The task —
For the records below, report how many lines include the word "cookie". Only the number should appear.

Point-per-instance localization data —

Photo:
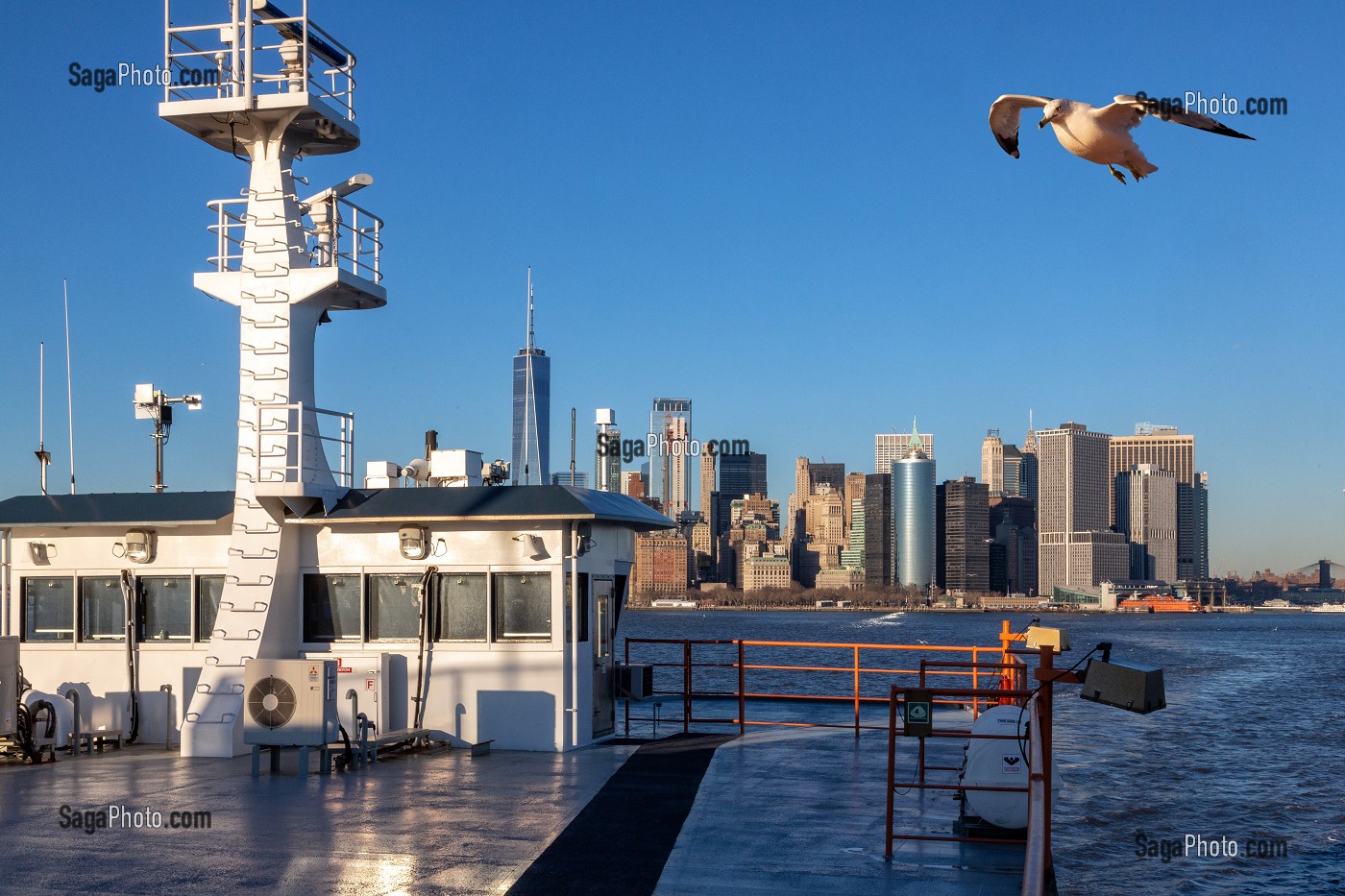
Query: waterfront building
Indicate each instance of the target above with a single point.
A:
(1075, 545)
(1029, 466)
(851, 557)
(632, 483)
(607, 458)
(877, 529)
(853, 492)
(740, 475)
(661, 564)
(1146, 514)
(1012, 472)
(992, 463)
(824, 517)
(767, 568)
(914, 519)
(890, 447)
(1013, 553)
(1173, 451)
(964, 534)
(670, 458)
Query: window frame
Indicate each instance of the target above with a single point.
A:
(369, 613)
(143, 635)
(359, 606)
(27, 613)
(83, 610)
(554, 641)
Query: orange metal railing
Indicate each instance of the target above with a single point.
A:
(1035, 693)
(972, 677)
(737, 667)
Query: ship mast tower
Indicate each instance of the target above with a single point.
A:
(269, 87)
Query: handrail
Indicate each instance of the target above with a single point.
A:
(300, 425)
(858, 673)
(1038, 851)
(299, 58)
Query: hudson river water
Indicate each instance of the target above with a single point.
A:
(1250, 748)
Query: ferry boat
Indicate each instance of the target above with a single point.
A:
(457, 611)
(461, 611)
(1157, 604)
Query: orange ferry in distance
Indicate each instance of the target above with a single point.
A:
(1157, 604)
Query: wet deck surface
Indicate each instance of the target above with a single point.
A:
(777, 811)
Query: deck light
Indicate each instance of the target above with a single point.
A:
(138, 546)
(414, 541)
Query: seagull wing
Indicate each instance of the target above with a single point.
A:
(1126, 111)
(1004, 118)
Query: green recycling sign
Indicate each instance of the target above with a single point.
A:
(917, 714)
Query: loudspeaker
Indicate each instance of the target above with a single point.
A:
(1136, 688)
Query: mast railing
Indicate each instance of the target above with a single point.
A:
(338, 234)
(232, 58)
(288, 436)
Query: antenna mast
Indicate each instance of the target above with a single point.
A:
(528, 389)
(43, 455)
(70, 396)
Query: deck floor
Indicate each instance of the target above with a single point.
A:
(780, 811)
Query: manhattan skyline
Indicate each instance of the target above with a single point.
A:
(817, 187)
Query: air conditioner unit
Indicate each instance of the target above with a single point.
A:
(9, 687)
(289, 702)
(635, 681)
(370, 675)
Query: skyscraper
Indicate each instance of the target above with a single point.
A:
(877, 529)
(914, 517)
(709, 479)
(1075, 545)
(891, 446)
(853, 492)
(607, 456)
(807, 476)
(964, 534)
(670, 462)
(1029, 466)
(992, 463)
(1146, 514)
(1167, 449)
(1012, 472)
(531, 451)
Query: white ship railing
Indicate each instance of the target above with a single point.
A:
(235, 58)
(289, 436)
(347, 237)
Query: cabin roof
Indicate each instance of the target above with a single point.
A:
(481, 503)
(360, 505)
(130, 509)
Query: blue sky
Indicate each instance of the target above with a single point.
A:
(793, 213)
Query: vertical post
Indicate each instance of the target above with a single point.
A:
(248, 63)
(686, 687)
(892, 763)
(920, 751)
(857, 691)
(167, 690)
(1045, 695)
(743, 700)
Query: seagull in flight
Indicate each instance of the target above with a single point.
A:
(1096, 134)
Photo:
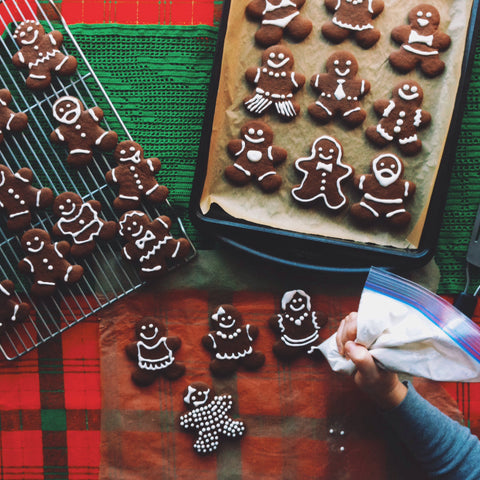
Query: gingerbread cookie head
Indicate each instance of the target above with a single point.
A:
(153, 353)
(208, 418)
(384, 193)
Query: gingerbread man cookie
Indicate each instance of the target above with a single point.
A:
(80, 223)
(47, 263)
(275, 84)
(401, 118)
(40, 54)
(384, 192)
(255, 157)
(153, 353)
(340, 91)
(135, 176)
(353, 18)
(208, 417)
(150, 244)
(9, 120)
(420, 42)
(279, 17)
(18, 197)
(323, 175)
(80, 130)
(298, 327)
(231, 342)
(11, 311)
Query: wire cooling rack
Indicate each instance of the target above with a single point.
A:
(107, 276)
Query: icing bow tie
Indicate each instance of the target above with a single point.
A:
(140, 243)
(325, 166)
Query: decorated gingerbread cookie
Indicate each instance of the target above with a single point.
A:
(18, 197)
(80, 130)
(353, 18)
(153, 353)
(255, 157)
(208, 418)
(135, 177)
(420, 42)
(40, 53)
(47, 263)
(339, 91)
(324, 175)
(401, 118)
(278, 18)
(11, 311)
(80, 223)
(149, 243)
(10, 121)
(275, 84)
(298, 327)
(231, 342)
(384, 193)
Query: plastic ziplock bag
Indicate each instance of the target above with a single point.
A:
(408, 329)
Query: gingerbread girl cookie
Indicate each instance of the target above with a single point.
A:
(135, 176)
(9, 120)
(384, 193)
(353, 17)
(153, 353)
(339, 91)
(47, 263)
(420, 42)
(18, 197)
(40, 53)
(11, 311)
(401, 117)
(279, 18)
(255, 157)
(231, 342)
(298, 327)
(323, 175)
(80, 130)
(150, 244)
(208, 417)
(275, 84)
(80, 223)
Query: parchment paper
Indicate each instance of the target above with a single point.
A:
(279, 210)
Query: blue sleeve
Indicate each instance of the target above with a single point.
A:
(444, 448)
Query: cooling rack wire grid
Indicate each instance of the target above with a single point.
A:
(107, 276)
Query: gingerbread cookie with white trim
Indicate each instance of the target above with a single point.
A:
(80, 130)
(40, 53)
(279, 18)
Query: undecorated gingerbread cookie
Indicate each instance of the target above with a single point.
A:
(11, 311)
(255, 157)
(324, 175)
(135, 177)
(384, 193)
(231, 342)
(18, 197)
(401, 118)
(80, 223)
(298, 327)
(153, 353)
(40, 53)
(275, 84)
(47, 263)
(80, 130)
(339, 91)
(278, 18)
(420, 42)
(353, 18)
(10, 121)
(208, 418)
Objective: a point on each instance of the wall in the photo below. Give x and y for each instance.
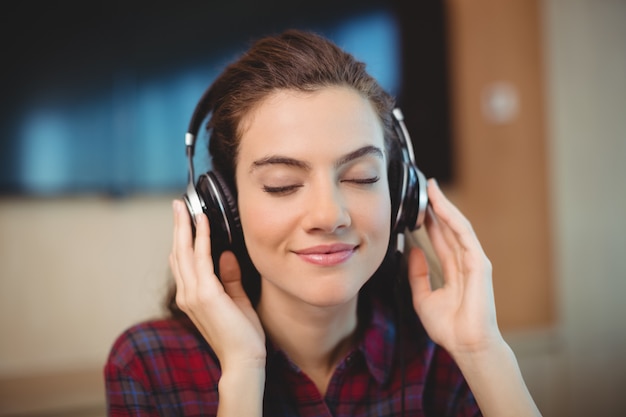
(586, 67)
(75, 272)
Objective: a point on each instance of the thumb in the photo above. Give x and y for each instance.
(230, 275)
(419, 278)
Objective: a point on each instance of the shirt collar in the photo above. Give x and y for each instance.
(377, 343)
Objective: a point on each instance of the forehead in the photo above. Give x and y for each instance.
(304, 124)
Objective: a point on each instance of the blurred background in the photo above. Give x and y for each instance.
(516, 107)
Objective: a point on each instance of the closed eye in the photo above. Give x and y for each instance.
(281, 190)
(362, 181)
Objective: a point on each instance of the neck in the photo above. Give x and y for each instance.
(315, 338)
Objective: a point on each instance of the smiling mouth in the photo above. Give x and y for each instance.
(327, 255)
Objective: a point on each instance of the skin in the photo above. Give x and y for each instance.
(304, 176)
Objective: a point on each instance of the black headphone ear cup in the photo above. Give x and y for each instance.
(409, 197)
(220, 206)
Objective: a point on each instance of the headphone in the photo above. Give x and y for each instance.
(211, 194)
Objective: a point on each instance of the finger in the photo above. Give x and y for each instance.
(419, 277)
(202, 247)
(456, 226)
(231, 276)
(445, 247)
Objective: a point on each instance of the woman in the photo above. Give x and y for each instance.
(326, 318)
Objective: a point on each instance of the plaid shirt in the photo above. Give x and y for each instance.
(165, 368)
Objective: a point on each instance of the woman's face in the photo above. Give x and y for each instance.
(313, 195)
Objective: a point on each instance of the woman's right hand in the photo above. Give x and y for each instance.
(220, 310)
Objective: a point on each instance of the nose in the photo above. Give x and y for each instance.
(326, 210)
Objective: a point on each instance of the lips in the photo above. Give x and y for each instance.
(327, 255)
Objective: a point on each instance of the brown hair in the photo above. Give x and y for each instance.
(292, 60)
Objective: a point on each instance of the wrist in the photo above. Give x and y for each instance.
(241, 391)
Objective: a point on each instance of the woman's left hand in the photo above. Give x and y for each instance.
(460, 316)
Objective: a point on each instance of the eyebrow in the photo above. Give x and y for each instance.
(296, 163)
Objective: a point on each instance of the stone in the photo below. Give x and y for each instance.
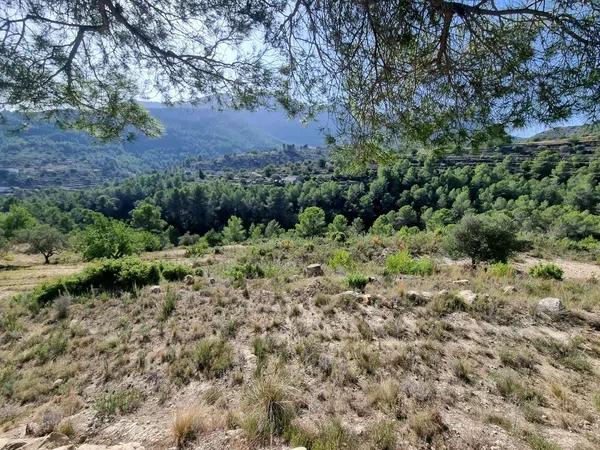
(314, 270)
(551, 306)
(419, 297)
(509, 289)
(467, 296)
(155, 290)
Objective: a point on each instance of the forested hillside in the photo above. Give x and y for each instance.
(43, 155)
(553, 191)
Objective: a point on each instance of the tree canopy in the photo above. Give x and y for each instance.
(428, 71)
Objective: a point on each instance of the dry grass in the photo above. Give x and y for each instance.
(190, 422)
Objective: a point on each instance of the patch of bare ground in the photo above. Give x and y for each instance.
(286, 361)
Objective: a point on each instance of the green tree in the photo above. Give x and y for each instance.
(338, 228)
(148, 217)
(428, 71)
(108, 238)
(43, 239)
(234, 230)
(311, 222)
(16, 219)
(273, 229)
(483, 238)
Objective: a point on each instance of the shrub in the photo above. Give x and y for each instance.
(174, 272)
(343, 259)
(200, 248)
(501, 270)
(124, 274)
(403, 263)
(169, 305)
(213, 356)
(121, 401)
(546, 271)
(271, 409)
(248, 271)
(483, 238)
(311, 222)
(234, 230)
(188, 239)
(357, 281)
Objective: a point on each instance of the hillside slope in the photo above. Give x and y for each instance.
(45, 156)
(456, 360)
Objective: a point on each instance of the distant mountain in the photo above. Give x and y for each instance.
(44, 155)
(561, 133)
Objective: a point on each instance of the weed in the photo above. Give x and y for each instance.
(427, 424)
(509, 386)
(118, 402)
(518, 360)
(383, 436)
(271, 408)
(546, 271)
(403, 263)
(169, 305)
(501, 270)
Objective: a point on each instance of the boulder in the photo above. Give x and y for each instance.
(550, 306)
(155, 289)
(467, 296)
(314, 270)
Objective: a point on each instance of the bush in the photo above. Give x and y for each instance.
(234, 231)
(175, 272)
(403, 263)
(357, 281)
(311, 222)
(124, 274)
(546, 271)
(246, 271)
(342, 258)
(483, 238)
(198, 249)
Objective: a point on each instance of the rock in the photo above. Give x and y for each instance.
(419, 297)
(314, 270)
(551, 306)
(467, 296)
(509, 289)
(155, 289)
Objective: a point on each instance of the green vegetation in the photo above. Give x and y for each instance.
(484, 238)
(123, 274)
(546, 271)
(403, 263)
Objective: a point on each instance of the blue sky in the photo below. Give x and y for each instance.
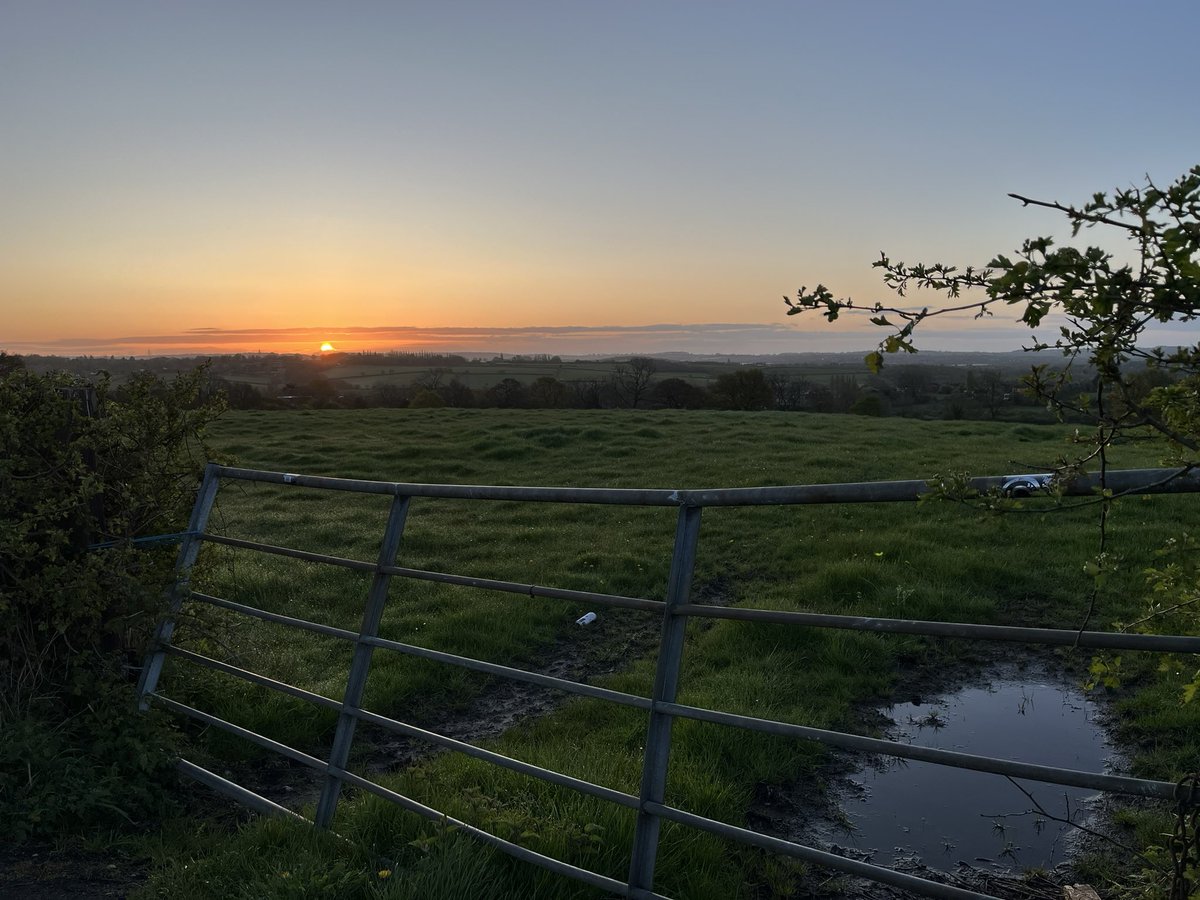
(300, 166)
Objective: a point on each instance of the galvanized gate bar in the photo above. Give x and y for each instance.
(189, 549)
(555, 778)
(832, 861)
(511, 587)
(514, 850)
(1176, 480)
(1057, 636)
(256, 678)
(663, 708)
(1049, 774)
(305, 555)
(246, 733)
(519, 675)
(377, 599)
(666, 683)
(246, 797)
(587, 597)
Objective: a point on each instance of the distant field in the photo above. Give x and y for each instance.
(933, 561)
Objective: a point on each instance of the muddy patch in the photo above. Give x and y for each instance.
(946, 816)
(606, 645)
(954, 825)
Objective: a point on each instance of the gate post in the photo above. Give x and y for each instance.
(189, 549)
(377, 599)
(666, 683)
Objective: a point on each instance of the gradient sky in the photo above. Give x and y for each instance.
(521, 177)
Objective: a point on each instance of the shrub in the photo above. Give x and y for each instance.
(84, 471)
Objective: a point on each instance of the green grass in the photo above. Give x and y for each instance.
(933, 561)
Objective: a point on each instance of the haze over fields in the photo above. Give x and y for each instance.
(549, 178)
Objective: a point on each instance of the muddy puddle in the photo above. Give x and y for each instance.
(899, 813)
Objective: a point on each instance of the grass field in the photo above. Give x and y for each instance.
(933, 561)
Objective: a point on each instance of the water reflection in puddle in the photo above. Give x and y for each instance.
(946, 815)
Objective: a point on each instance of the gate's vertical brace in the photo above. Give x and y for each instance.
(666, 683)
(377, 599)
(189, 549)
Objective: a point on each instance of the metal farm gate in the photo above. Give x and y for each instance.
(661, 708)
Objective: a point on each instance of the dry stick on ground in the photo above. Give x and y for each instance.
(1038, 809)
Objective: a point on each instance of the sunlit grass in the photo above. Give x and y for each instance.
(935, 561)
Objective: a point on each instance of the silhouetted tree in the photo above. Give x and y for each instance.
(743, 389)
(631, 381)
(677, 394)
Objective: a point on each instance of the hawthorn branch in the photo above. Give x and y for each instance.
(1078, 214)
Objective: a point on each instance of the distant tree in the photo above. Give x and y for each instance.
(433, 379)
(456, 394)
(913, 383)
(789, 391)
(507, 394)
(677, 394)
(389, 395)
(425, 399)
(631, 381)
(743, 389)
(868, 405)
(547, 393)
(585, 393)
(844, 390)
(1098, 305)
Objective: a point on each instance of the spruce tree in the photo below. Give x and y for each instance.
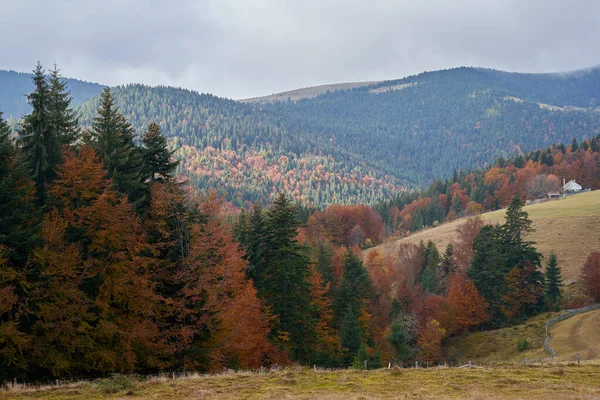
(283, 281)
(489, 268)
(63, 122)
(157, 157)
(399, 340)
(554, 283)
(40, 142)
(350, 336)
(112, 138)
(18, 217)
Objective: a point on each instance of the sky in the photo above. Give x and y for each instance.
(247, 48)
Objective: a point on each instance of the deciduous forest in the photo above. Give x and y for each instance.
(112, 262)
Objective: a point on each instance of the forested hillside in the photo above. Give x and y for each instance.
(15, 86)
(361, 145)
(109, 264)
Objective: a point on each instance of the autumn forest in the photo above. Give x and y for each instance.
(113, 260)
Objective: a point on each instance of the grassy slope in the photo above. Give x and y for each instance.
(578, 334)
(501, 382)
(500, 345)
(569, 227)
(307, 93)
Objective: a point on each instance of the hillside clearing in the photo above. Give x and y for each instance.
(569, 227)
(502, 382)
(500, 345)
(577, 335)
(306, 93)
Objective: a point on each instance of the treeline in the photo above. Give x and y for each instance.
(109, 264)
(360, 146)
(531, 176)
(246, 154)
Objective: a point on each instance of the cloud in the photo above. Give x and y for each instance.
(242, 48)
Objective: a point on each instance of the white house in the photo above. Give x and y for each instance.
(572, 187)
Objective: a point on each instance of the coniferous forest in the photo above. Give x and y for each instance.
(112, 262)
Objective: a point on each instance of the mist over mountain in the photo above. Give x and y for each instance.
(357, 145)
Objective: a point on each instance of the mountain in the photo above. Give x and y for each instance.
(363, 142)
(17, 85)
(307, 93)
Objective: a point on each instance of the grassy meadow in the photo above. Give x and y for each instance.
(564, 381)
(570, 227)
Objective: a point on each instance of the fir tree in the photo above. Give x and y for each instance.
(40, 143)
(554, 283)
(63, 121)
(112, 138)
(156, 155)
(489, 268)
(283, 283)
(350, 336)
(399, 340)
(18, 217)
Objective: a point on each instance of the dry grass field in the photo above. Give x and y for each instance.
(578, 334)
(500, 345)
(570, 227)
(557, 381)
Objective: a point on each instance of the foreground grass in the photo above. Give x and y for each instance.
(500, 345)
(568, 227)
(577, 335)
(502, 382)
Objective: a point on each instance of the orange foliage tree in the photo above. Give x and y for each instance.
(467, 306)
(590, 275)
(95, 298)
(218, 298)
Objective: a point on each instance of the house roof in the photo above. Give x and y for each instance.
(572, 185)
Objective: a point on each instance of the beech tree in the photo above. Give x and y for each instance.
(590, 276)
(553, 283)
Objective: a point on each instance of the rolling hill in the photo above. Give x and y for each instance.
(568, 227)
(575, 336)
(16, 85)
(359, 142)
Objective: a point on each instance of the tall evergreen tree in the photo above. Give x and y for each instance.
(489, 268)
(40, 143)
(18, 217)
(283, 284)
(350, 336)
(63, 122)
(554, 283)
(156, 155)
(112, 138)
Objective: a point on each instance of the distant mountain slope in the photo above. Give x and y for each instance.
(15, 86)
(351, 145)
(364, 143)
(426, 125)
(307, 93)
(247, 154)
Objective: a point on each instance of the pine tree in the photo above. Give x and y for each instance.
(156, 155)
(64, 124)
(18, 217)
(399, 340)
(350, 336)
(112, 138)
(554, 283)
(40, 143)
(283, 282)
(488, 269)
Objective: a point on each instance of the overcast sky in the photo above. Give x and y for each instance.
(244, 48)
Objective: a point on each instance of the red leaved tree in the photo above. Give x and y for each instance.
(590, 276)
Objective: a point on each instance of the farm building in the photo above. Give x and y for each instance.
(572, 187)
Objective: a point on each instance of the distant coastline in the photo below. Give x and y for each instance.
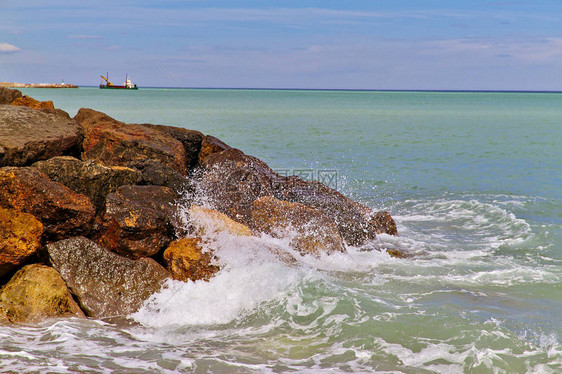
(37, 85)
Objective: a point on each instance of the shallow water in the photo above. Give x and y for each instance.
(473, 181)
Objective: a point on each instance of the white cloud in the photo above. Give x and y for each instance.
(8, 48)
(84, 37)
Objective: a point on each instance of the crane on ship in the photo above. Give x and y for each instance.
(107, 80)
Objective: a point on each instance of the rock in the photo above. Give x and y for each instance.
(310, 230)
(211, 145)
(191, 140)
(63, 212)
(348, 215)
(28, 135)
(382, 223)
(154, 173)
(89, 178)
(105, 284)
(138, 221)
(396, 253)
(7, 95)
(208, 222)
(186, 260)
(36, 292)
(231, 181)
(32, 103)
(20, 237)
(115, 143)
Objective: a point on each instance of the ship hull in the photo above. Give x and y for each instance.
(113, 87)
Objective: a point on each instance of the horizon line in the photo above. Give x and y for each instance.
(345, 89)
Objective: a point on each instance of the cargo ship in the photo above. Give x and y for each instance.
(128, 85)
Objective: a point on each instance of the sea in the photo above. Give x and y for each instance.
(473, 180)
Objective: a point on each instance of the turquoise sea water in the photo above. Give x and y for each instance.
(474, 182)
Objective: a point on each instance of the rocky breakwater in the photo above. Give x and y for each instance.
(96, 214)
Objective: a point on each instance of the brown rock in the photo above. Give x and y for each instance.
(231, 181)
(138, 221)
(32, 103)
(310, 230)
(8, 95)
(346, 213)
(62, 211)
(36, 292)
(20, 237)
(105, 284)
(89, 178)
(208, 222)
(211, 145)
(28, 135)
(382, 223)
(154, 173)
(115, 143)
(191, 140)
(186, 260)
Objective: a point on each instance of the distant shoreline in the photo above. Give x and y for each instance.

Task solution —
6